> **Provided text**:
····················

4

I've been making incremental progress, but I'm fairly stumped at this point.

This is the site I'm trying to download from https://www.transtats.bts.gov/OT_Delay/OT_DelayCause1.asp The reason I'm using Puppeteer is because I can't find a supported API to get this data (if there is one happy to try it) The link is "Download Raw Data"

My script runs to the end, but doesn't seem to actually download any files. I tried installing puppeteer-extra and setting the downloads path:

const puppeteer = require("puppeteer-extra");
const { executablePath } = require('puppeteer')

...

var dir = "/home/ubuntu/AirlineStatsFetcher/downloads";
    console.log('dir to set for downloads', dir);
    puppeteer.use(require('puppeteer-extra-plugin-user-preferences')

····················

> **Stored data**:
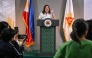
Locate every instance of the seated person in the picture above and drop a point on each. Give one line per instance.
(6, 46)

····················

> **Given task**: Which module names does the script in the forum post pass to require? This data has no role here.

> **Finished task**:
- puppeteer-extra
- puppeteer
- puppeteer-extra-plugin-user-preferences